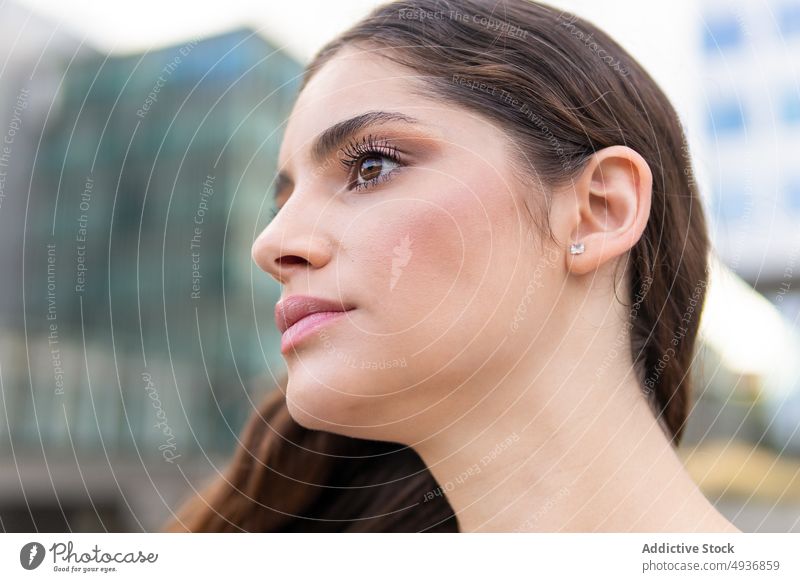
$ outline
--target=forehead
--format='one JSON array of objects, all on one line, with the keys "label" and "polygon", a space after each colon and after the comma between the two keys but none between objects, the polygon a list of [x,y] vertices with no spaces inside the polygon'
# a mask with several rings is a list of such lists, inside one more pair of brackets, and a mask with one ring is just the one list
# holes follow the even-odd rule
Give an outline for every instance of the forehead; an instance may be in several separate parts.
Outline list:
[{"label": "forehead", "polygon": [[343,47],[298,96],[284,132],[281,165],[331,125],[365,111],[398,111],[422,121],[436,120],[436,110],[442,108],[422,99],[415,92],[419,86],[415,71],[376,50]]}]

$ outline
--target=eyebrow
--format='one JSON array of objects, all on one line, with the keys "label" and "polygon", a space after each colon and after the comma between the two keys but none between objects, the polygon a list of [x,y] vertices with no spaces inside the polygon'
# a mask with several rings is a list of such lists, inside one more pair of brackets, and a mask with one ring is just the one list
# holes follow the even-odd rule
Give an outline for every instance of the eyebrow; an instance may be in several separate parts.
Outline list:
[{"label": "eyebrow", "polygon": [[[316,165],[322,165],[337,147],[365,127],[393,121],[419,123],[418,119],[397,111],[367,111],[340,121],[319,134],[311,147],[311,159]],[[277,198],[281,191],[290,184],[292,184],[292,180],[289,175],[284,171],[278,172],[273,192],[274,197]]]}]

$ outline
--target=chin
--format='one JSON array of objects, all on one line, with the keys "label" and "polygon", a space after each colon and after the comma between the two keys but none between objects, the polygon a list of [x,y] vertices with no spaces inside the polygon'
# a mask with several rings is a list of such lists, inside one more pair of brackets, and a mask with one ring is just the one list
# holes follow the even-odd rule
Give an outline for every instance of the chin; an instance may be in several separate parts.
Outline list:
[{"label": "chin", "polygon": [[[384,379],[385,380],[385,379]],[[400,429],[387,421],[384,406],[390,397],[364,397],[353,388],[364,382],[358,374],[336,378],[314,376],[298,366],[289,374],[286,407],[296,423],[309,430],[321,430],[353,438],[396,441]],[[391,407],[390,407],[391,409]],[[373,426],[363,426],[363,425]],[[374,426],[378,425],[378,426]]]},{"label": "chin", "polygon": [[313,377],[302,365],[297,368],[289,374],[286,385],[286,408],[294,421],[309,430],[355,436],[360,417],[353,403],[359,399]]}]

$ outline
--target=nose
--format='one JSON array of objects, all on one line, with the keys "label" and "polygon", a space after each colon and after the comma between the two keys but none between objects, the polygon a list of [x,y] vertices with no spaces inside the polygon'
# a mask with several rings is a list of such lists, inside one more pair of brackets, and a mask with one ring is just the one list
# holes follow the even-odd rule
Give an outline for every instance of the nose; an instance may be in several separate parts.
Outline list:
[{"label": "nose", "polygon": [[331,260],[325,222],[310,214],[287,202],[253,243],[253,260],[281,285],[286,285],[293,273],[320,269]]}]

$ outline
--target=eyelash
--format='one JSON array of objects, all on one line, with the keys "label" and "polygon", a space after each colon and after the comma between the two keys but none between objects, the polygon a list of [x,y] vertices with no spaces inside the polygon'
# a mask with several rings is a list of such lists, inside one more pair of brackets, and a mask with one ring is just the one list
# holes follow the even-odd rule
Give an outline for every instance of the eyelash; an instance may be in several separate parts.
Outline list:
[{"label": "eyelash", "polygon": [[[376,138],[372,134],[363,137],[360,140],[352,140],[341,149],[341,154],[343,157],[340,158],[339,161],[342,163],[345,169],[350,171],[348,188],[355,188],[356,190],[364,190],[385,182],[392,174],[395,173],[396,170],[399,169],[394,168],[389,170],[389,172],[386,174],[379,175],[377,178],[372,178],[364,183],[359,183],[357,172],[359,171],[361,162],[363,162],[365,159],[387,158],[397,164],[399,167],[405,165],[399,151],[395,146],[390,145],[387,139]],[[353,168],[355,168],[356,171],[355,177],[352,176]]]},{"label": "eyelash", "polygon": [[[355,167],[356,171],[360,166],[360,162],[368,159],[368,158],[388,158],[399,167],[405,166],[399,151],[393,145],[389,144],[389,141],[385,138],[376,138],[372,134],[361,138],[360,140],[354,139],[350,143],[348,143],[345,147],[340,150],[342,154],[342,158],[339,159],[340,163],[346,170],[350,171],[350,182],[348,184],[348,188],[355,188],[358,190],[364,190],[367,188],[371,188],[380,184],[381,182],[385,182],[389,179],[389,177],[395,173],[399,168],[394,168],[390,170],[387,174],[383,174],[378,176],[377,178],[373,178],[372,180],[367,180],[363,184],[358,183],[358,176],[352,178],[353,168]],[[273,206],[270,209],[270,217],[269,222],[272,221],[280,212],[280,208],[277,206]]]}]

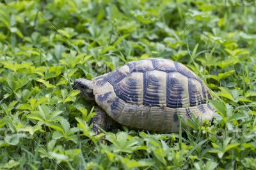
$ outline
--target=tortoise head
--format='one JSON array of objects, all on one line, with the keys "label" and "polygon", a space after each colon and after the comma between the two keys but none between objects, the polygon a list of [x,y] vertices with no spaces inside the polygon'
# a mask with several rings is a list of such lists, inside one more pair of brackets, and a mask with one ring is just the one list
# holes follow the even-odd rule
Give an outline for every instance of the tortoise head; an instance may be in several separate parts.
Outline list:
[{"label": "tortoise head", "polygon": [[93,95],[93,82],[85,79],[75,80],[73,88],[80,91],[80,95],[86,100],[95,100]]}]

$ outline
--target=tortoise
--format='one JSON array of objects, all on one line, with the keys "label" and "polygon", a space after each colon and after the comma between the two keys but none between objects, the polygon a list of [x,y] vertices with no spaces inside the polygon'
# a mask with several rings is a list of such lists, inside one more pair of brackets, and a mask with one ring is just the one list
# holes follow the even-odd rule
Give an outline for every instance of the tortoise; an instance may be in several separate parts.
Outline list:
[{"label": "tortoise", "polygon": [[134,129],[178,132],[179,115],[212,120],[212,98],[202,79],[184,65],[171,59],[147,58],[131,61],[92,81],[75,80],[81,95],[99,107],[92,119],[106,130],[118,123]]}]

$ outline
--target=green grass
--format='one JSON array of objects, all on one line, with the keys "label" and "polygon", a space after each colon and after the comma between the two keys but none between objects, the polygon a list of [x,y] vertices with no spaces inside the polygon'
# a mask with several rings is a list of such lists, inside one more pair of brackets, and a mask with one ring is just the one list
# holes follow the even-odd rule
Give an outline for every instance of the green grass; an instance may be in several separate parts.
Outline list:
[{"label": "green grass", "polygon": [[[256,168],[256,4],[138,1],[0,1],[1,169]],[[74,80],[148,57],[196,73],[218,115],[94,135]]]}]

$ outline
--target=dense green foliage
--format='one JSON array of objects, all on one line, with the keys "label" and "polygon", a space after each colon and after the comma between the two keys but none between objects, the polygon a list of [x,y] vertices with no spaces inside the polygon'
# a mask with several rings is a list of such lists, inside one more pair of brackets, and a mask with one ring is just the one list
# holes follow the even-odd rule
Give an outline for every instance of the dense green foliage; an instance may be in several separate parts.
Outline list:
[{"label": "dense green foliage", "polygon": [[[255,169],[256,8],[195,1],[0,1],[0,169]],[[218,115],[95,135],[74,80],[148,57],[196,73]]]}]

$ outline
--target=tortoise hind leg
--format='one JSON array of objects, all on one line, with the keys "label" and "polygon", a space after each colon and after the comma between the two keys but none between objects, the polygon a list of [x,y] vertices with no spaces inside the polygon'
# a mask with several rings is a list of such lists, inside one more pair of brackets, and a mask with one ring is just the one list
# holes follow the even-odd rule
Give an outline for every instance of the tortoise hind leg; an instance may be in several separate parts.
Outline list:
[{"label": "tortoise hind leg", "polygon": [[117,122],[110,118],[101,108],[96,107],[94,109],[94,111],[97,114],[92,118],[90,123],[93,123],[92,130],[96,135],[100,132],[96,125],[103,130],[107,130],[109,127],[118,124]]}]

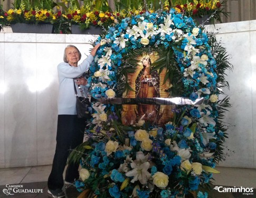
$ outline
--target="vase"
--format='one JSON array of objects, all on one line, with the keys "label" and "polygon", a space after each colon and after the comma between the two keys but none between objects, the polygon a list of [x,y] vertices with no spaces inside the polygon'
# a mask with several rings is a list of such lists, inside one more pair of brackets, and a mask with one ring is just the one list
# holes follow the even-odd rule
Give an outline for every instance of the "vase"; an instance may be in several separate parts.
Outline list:
[{"label": "vase", "polygon": [[91,25],[88,28],[81,29],[79,25],[71,25],[71,33],[72,34],[102,34],[102,29],[98,26]]},{"label": "vase", "polygon": [[210,25],[211,24],[211,19],[209,18],[210,16],[208,15],[204,15],[202,17],[195,17],[193,19],[194,22],[197,24],[198,25],[203,24],[204,25]]},{"label": "vase", "polygon": [[51,34],[52,24],[29,24],[17,23],[11,25],[14,33]]}]

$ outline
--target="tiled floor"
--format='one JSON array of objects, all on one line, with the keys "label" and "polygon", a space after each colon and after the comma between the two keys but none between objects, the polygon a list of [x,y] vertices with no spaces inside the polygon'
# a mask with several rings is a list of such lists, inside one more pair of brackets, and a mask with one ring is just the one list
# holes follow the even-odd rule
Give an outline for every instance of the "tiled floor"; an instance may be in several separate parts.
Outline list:
[{"label": "tiled floor", "polygon": [[[47,193],[47,182],[46,182],[51,169],[51,165],[0,169],[0,198],[51,197],[49,196]],[[253,187],[254,193],[253,195],[243,195],[241,193],[220,193],[215,190],[213,190],[211,193],[212,197],[256,198],[256,169],[224,167],[218,167],[216,169],[221,172],[221,174],[214,175],[215,186]],[[20,190],[28,189],[35,191],[36,190],[42,191],[43,193],[13,193],[13,190],[8,191],[7,184],[19,185],[17,189]],[[7,191],[5,190],[4,192],[3,190],[5,189]],[[66,197],[75,198],[79,195],[79,193],[73,187],[68,188],[65,191]],[[8,192],[13,194],[7,195]]]}]

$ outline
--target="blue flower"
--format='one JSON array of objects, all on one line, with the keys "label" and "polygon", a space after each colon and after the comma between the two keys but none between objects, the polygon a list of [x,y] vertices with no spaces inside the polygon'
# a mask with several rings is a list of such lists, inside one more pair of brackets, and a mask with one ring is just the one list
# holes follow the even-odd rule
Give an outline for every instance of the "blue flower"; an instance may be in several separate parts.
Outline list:
[{"label": "blue flower", "polygon": [[187,147],[187,143],[185,140],[181,140],[178,142],[178,145],[181,149],[185,149]]},{"label": "blue flower", "polygon": [[216,147],[217,147],[217,144],[216,144],[216,143],[214,142],[209,142],[208,146],[211,149],[214,150],[216,149]]},{"label": "blue flower", "polygon": [[135,138],[134,138],[134,137],[131,138],[131,139],[130,139],[130,142],[132,147],[135,147],[137,144],[137,140],[135,140]]},{"label": "blue flower", "polygon": [[100,142],[99,143],[96,145],[96,149],[99,150],[100,151],[104,151],[105,150],[106,143],[103,142]]},{"label": "blue flower", "polygon": [[188,123],[188,120],[185,118],[182,118],[181,123],[184,126],[185,126]]},{"label": "blue flower", "polygon": [[153,166],[152,168],[151,168],[151,175],[153,176],[157,172],[157,168],[155,166]]},{"label": "blue flower", "polygon": [[170,164],[166,164],[163,169],[163,172],[166,174],[167,175],[169,175],[173,171],[173,168]]},{"label": "blue flower", "polygon": [[90,164],[92,166],[92,168],[94,168],[94,165],[99,163],[100,159],[100,157],[97,157],[93,154],[92,155]]},{"label": "blue flower", "polygon": [[189,186],[189,190],[192,191],[197,190],[200,183],[200,178],[198,176],[191,177],[188,179],[188,186]]},{"label": "blue flower", "polygon": [[124,157],[124,153],[121,151],[117,151],[115,153],[115,157],[116,158],[120,158]]},{"label": "blue flower", "polygon": [[172,195],[172,192],[168,190],[163,190],[161,191],[160,195],[162,198],[169,198]]},{"label": "blue flower", "polygon": [[198,97],[197,95],[194,92],[192,92],[189,96],[189,98],[193,101],[196,100]]},{"label": "blue flower", "polygon": [[189,128],[186,128],[186,129],[185,130],[185,131],[183,133],[183,136],[184,136],[186,138],[188,138],[190,137],[192,132],[192,131],[191,131],[191,130],[190,130]]},{"label": "blue flower", "polygon": [[140,191],[139,189],[137,189],[137,195],[139,197],[139,198],[148,198],[149,197],[149,193],[150,191]]},{"label": "blue flower", "polygon": [[193,109],[189,111],[190,114],[195,118],[199,118],[201,117],[200,114],[200,112],[197,110],[197,109]]},{"label": "blue flower", "polygon": [[115,182],[122,182],[125,181],[125,178],[122,174],[119,173],[116,169],[113,169],[112,171],[110,178]]},{"label": "blue flower", "polygon": [[206,192],[205,192],[204,193],[203,193],[201,191],[199,191],[197,193],[197,196],[196,198],[207,198],[208,197],[208,193]]},{"label": "blue flower", "polygon": [[121,196],[121,193],[116,185],[114,185],[113,187],[110,187],[108,192],[113,197],[119,198]]}]

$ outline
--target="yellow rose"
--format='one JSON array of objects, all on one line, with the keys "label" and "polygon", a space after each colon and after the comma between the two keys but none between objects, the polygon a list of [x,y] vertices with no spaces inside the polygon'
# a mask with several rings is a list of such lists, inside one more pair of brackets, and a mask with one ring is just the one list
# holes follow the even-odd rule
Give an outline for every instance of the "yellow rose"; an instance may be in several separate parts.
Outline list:
[{"label": "yellow rose", "polygon": [[201,174],[202,171],[203,171],[202,164],[198,162],[192,163],[192,169],[195,174],[197,175],[200,175]]},{"label": "yellow rose", "polygon": [[94,72],[94,75],[96,77],[99,77],[102,76],[102,74],[100,71]]},{"label": "yellow rose", "polygon": [[153,183],[157,187],[163,189],[166,187],[169,183],[169,177],[167,175],[157,172],[153,176]]},{"label": "yellow rose", "polygon": [[149,40],[147,38],[141,38],[140,43],[143,45],[148,45],[149,43]]},{"label": "yellow rose", "polygon": [[100,18],[104,18],[105,17],[105,14],[104,13],[100,13],[100,14],[99,15],[99,16]]},{"label": "yellow rose", "polygon": [[153,129],[149,131],[149,134],[154,137],[156,137],[157,135],[157,129]]},{"label": "yellow rose", "polygon": [[13,13],[13,12],[14,12],[14,11],[13,11],[13,9],[9,9],[9,10],[7,11],[7,14],[8,14],[9,15],[11,15],[11,14],[12,14],[12,13]]},{"label": "yellow rose", "polygon": [[153,27],[153,23],[148,23],[147,24],[147,27],[148,29],[151,29]]},{"label": "yellow rose", "polygon": [[201,59],[203,59],[204,60],[208,60],[209,58],[208,58],[208,56],[205,55],[205,54],[203,54],[203,55],[202,55],[201,56]]},{"label": "yellow rose", "polygon": [[103,122],[106,122],[108,119],[108,116],[105,113],[100,113],[99,117],[100,117],[100,120]]},{"label": "yellow rose", "polygon": [[139,121],[138,122],[138,123],[136,124],[136,125],[139,127],[141,127],[144,124],[145,124],[145,120],[139,120]]},{"label": "yellow rose", "polygon": [[116,96],[116,92],[112,89],[109,89],[106,91],[106,95],[108,98],[113,98]]},{"label": "yellow rose", "polygon": [[90,176],[90,173],[86,169],[82,169],[79,171],[79,176],[82,181],[87,180]]},{"label": "yellow rose", "polygon": [[21,9],[18,9],[18,10],[17,10],[17,11],[16,12],[16,13],[17,14],[18,14],[18,15],[21,15],[21,13],[22,13],[22,11],[21,11]]},{"label": "yellow rose", "polygon": [[199,28],[198,27],[194,27],[192,29],[192,34],[194,36],[197,36],[199,33]]},{"label": "yellow rose", "polygon": [[112,140],[109,140],[106,144],[105,152],[107,155],[109,155],[112,152],[115,152],[118,148],[118,142]]},{"label": "yellow rose", "polygon": [[167,145],[169,146],[170,145],[171,141],[172,140],[170,138],[168,138],[165,140],[165,143]]},{"label": "yellow rose", "polygon": [[211,102],[216,102],[218,100],[218,96],[215,94],[213,94],[210,97],[210,100]]},{"label": "yellow rose", "polygon": [[192,165],[188,160],[186,160],[182,162],[181,164],[181,168],[182,170],[183,169],[184,170],[189,171],[192,169]]},{"label": "yellow rose", "polygon": [[186,119],[187,120],[188,120],[188,122],[187,123],[188,124],[190,124],[191,123],[191,119],[187,116],[185,116],[184,117],[185,119]]},{"label": "yellow rose", "polygon": [[143,141],[144,139],[148,139],[149,135],[145,130],[139,129],[134,134],[135,140],[137,141]]},{"label": "yellow rose", "polygon": [[152,149],[152,143],[153,141],[149,138],[144,139],[140,144],[140,147],[145,151],[149,151]]}]

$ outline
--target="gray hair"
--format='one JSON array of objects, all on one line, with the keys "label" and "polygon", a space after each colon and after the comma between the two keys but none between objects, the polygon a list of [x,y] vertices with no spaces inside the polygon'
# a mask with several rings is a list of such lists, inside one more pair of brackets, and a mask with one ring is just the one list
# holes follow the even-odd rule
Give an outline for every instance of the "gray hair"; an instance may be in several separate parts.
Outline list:
[{"label": "gray hair", "polygon": [[66,54],[66,49],[68,47],[73,47],[78,50],[78,53],[79,54],[79,60],[80,60],[81,59],[81,57],[82,57],[82,55],[81,54],[80,51],[79,51],[79,50],[78,49],[78,48],[77,47],[75,47],[74,45],[69,45],[65,48],[65,49],[64,50],[64,56],[63,56],[64,61],[65,62],[68,62],[68,60],[67,60],[67,54]]}]

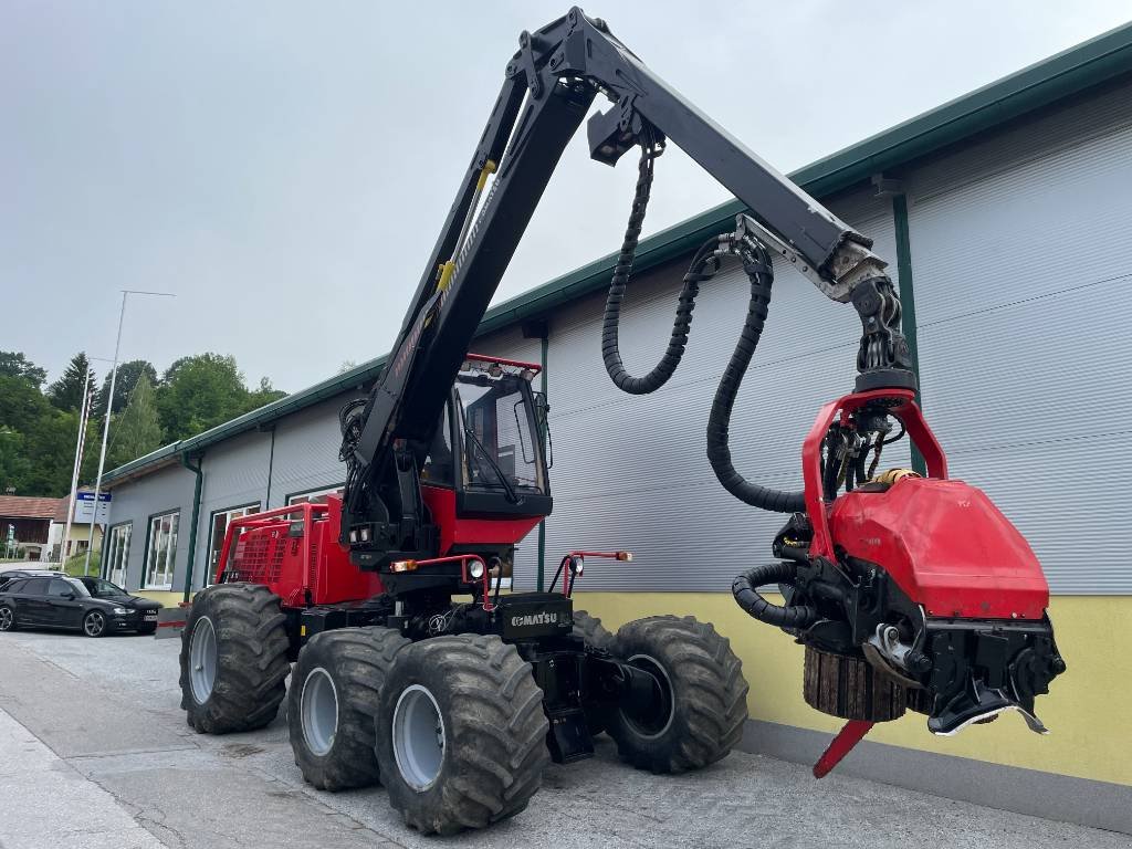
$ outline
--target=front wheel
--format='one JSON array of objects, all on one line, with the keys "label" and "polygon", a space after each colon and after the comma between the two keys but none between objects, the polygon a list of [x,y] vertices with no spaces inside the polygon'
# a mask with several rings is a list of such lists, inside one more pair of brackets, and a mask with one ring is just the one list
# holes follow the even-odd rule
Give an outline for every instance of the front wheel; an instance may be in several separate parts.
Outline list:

※ ※ ※

Please list each line of the entries above that contains the word "eyebrow".

[Worked solution]
--target=eyebrow
Give an outline for every instance of the eyebrow; an instance may be in several separate parts.
[{"label": "eyebrow", "polygon": [[[316,165],[322,165],[337,147],[365,127],[393,121],[419,123],[418,119],[397,111],[367,111],[340,121],[319,134],[311,147],[311,159]],[[277,198],[281,191],[290,184],[292,184],[292,180],[289,175],[284,171],[278,172],[273,192],[274,197]]]}]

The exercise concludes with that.